WRITTEN PROBLEM 1: Using the page on PolarDB ePQ, decide whether each statement agrees with it: (a) ePQ is suitable for simple OLTP queries that require a short execution duration; (b) the default value of polar_enable_px is off; (c) GUC parameters can adjust how many compute nodes participate in ePQ. For each, answer yes or no and quote the deciding words of the page.

— BEGIN PASSAGE GIVEN —

Best Practices

0.0.201

PolarDB for PostgreSQL supports the Multi-node Elastic Parallel Query (ePQ) feature. This feature can efficiently handle lightweight analytical queries and meet the increasing demand for hybrid transaction/analytical processing (HTAP).

Overview

When ePQ is used for queries, PolarDB for PostgreSQL uses the ePQ optimizer to generate an execution plan that can be executed by multiple compute nodes in parallel. The execution engine of ePQ coordinates the execution of the plan on multiple compute nodes, and uses the CPU, memory, and I/O bandwidth of multiple nodes to scan and compute data.

To achieve serverless elastic scaling, you can use Grand Unified Configuration (GUC) parameters to dynamically adjust the number of compute nodes that participate in ePQ (scale-out) and the degree of parallelism for each node (scale-up).

ePQ is suitable for complex online analytical processing (OLAP) queries that require a long execution duration but not for simple online transaction processing (OLTP) queries that require a short execution duration. In short queries, operations that are performed between compute nodes, such as connection establishment, data exchange, and connection shutdown can degrade query performance. PolarDB for PostgreSQL determines whether to use ePQ or single-node execution for queries based on the table size or the cost of an execution plan. This ensures that the query execution method with higher query performance is selected.

For more information about how ePQ works and performs, see PolarDB for PostgreSQL: ePQ architecture.

Enable ePQ

The following statements enable the ePQ feature for a table that is named t1. If PolarDB PX Optimizer is returned in the plan, ePQ is enabled.

SET polar_enable_px = 1;
EXPLAIN SELECT * FROM t1;
                                  QUERY PLAN
-------------------------------------------------------------------------------
 PX Coordinator 6:1  (slice1; segments: 6)  (cost=0.00..431.00 rows=1 width=8)
   ->  Partial Seq Scan on t1  (cost=0.00..431.00 rows=1 width=8)
 Optimizer: PolarDB PX Optimizer
(3 rows)

SELECT * FROM t1;

GUC parameters

Parameter	Description

Parameter	Description
polar_enable_px	Specifies whether to enable the ePQ feature. Valid values: on off (default) Note If this parameter is set to on, queries are preferentially sent to the ePQ optimizer to generate execution plans that can be executed in parallel on multiple compute nodes. All ePQ-related GUC parameters take effect.

— END PASSAGE GIVEN —

WRITTEN PROBLEM 2: Identify every line of the records that contains the string "bubble", and copy each of those lines. Case counts.

— BEGIN GIVEN DATA —

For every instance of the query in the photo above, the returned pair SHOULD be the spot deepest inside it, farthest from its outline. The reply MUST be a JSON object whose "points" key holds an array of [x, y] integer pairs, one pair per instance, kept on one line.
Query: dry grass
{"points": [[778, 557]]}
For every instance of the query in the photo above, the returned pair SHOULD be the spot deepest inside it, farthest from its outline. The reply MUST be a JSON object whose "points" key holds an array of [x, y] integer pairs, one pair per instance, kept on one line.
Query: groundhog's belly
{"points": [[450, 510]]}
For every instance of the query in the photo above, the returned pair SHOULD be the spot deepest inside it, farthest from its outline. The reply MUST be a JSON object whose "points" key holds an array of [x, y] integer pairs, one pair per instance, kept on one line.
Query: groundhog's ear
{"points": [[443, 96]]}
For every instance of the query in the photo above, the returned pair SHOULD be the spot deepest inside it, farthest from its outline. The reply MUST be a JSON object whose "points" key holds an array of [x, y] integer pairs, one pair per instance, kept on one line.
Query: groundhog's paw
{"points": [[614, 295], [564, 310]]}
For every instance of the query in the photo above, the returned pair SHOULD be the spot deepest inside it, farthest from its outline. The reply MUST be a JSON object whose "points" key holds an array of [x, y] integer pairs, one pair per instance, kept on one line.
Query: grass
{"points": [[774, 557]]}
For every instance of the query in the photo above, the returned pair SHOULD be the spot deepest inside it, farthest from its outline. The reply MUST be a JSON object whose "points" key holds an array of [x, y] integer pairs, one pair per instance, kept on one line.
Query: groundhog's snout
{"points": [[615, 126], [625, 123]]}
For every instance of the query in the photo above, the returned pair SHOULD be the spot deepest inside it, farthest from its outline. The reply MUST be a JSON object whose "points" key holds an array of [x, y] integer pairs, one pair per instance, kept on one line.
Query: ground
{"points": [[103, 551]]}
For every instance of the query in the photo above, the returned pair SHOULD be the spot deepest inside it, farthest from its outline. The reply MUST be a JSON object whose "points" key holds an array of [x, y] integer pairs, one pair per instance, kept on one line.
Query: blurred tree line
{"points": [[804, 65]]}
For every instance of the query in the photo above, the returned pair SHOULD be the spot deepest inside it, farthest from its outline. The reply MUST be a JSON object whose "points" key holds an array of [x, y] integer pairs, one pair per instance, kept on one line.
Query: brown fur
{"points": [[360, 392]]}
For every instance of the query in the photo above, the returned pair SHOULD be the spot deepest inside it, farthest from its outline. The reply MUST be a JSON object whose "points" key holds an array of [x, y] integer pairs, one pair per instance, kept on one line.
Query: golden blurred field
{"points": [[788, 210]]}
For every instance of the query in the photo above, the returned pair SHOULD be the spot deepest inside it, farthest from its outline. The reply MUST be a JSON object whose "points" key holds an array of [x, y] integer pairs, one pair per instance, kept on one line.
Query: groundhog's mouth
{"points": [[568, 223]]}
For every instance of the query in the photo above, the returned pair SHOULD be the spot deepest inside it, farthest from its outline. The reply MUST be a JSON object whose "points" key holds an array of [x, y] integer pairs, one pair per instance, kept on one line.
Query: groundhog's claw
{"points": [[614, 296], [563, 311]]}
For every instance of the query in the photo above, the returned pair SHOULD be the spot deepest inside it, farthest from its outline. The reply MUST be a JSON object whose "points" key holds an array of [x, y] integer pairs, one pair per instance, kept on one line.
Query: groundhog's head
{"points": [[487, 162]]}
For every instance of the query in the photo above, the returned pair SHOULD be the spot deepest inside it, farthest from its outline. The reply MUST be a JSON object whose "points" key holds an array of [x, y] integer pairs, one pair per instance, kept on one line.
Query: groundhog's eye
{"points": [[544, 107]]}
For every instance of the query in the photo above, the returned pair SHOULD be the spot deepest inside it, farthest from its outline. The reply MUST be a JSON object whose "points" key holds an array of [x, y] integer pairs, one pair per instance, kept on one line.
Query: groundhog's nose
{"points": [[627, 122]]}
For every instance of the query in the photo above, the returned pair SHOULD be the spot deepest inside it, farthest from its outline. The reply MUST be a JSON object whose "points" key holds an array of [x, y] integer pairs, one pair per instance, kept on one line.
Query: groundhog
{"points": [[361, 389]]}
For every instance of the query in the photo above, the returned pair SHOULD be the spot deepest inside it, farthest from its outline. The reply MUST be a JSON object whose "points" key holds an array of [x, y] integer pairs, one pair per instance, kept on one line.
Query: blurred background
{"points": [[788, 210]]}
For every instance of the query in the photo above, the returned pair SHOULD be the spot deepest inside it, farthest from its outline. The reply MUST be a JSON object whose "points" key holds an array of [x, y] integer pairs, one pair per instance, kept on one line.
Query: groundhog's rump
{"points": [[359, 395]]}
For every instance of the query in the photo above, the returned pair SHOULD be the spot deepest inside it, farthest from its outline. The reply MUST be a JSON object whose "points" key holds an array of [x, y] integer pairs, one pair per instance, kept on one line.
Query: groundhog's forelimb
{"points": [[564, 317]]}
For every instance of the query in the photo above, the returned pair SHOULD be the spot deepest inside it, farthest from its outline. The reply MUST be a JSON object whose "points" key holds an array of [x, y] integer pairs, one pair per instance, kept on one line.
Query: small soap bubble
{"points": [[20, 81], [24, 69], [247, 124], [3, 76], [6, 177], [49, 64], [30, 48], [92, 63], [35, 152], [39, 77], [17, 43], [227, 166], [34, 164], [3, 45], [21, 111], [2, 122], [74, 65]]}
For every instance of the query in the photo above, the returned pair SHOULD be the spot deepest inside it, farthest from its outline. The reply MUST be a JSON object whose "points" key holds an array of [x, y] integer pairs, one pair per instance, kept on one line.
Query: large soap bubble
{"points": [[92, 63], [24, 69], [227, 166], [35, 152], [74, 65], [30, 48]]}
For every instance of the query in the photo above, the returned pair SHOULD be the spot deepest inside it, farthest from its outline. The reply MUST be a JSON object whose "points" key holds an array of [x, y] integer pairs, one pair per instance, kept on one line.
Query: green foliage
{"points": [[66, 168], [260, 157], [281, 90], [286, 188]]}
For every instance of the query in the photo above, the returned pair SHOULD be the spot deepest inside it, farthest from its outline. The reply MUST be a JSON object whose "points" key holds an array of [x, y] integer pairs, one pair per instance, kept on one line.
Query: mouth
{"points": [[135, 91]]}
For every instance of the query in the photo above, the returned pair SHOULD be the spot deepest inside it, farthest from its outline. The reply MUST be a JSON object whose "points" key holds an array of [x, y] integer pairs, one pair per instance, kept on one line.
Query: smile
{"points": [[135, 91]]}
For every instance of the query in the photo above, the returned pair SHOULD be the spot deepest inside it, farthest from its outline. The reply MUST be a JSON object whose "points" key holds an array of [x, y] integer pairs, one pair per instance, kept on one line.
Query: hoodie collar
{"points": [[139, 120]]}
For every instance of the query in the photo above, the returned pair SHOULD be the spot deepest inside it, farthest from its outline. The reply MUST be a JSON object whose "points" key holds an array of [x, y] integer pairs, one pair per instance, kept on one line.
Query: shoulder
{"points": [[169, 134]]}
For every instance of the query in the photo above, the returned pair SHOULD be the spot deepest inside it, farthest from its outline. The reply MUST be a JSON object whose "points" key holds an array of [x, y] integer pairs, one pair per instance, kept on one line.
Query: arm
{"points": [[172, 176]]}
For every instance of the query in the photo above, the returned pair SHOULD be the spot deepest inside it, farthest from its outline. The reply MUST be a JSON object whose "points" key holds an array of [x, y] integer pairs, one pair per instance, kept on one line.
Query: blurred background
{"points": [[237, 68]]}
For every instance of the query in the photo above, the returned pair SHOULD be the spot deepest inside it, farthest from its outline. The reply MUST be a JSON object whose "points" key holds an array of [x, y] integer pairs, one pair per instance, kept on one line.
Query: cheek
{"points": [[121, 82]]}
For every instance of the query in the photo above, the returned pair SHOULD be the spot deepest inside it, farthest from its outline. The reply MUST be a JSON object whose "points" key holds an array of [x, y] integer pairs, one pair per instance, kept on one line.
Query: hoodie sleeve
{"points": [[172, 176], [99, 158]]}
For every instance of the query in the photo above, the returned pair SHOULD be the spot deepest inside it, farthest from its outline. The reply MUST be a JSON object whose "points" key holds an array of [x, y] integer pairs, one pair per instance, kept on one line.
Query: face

— END GIVEN DATA —

COMPLETE ANSWER 1:
(a) No: "not for simple online transaction processing (OLTP) queries that require a short execution duration"
(b) Yes: "Valid values: on off (default)"
(c) Yes: "you can use Grand Unified Configuration (GUC) parameters to dynamically adjust the number of compute nodes that participate in ePQ (scale-out)"

COMPLETE ANSWER 2:
Query: small soap bubble
Query: large soap bubble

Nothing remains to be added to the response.